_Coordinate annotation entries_

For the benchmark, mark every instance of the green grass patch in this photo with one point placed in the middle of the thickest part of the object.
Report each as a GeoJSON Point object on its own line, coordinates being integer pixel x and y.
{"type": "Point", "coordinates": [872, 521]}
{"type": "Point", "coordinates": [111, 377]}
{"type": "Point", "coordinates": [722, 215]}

_EXERCISE GOAL_
Retype every line of the records above without changing anything.

_SOLUTION TO THIS TASK_
For the benchmark, mark every instance of the green grass patch in this photo with one point placed in the middle of the thickest part of the object.
Report each as a GeoJSON Point object on its own line, coordinates being integer pixel x and y.
{"type": "Point", "coordinates": [872, 521]}
{"type": "Point", "coordinates": [111, 377]}
{"type": "Point", "coordinates": [722, 215]}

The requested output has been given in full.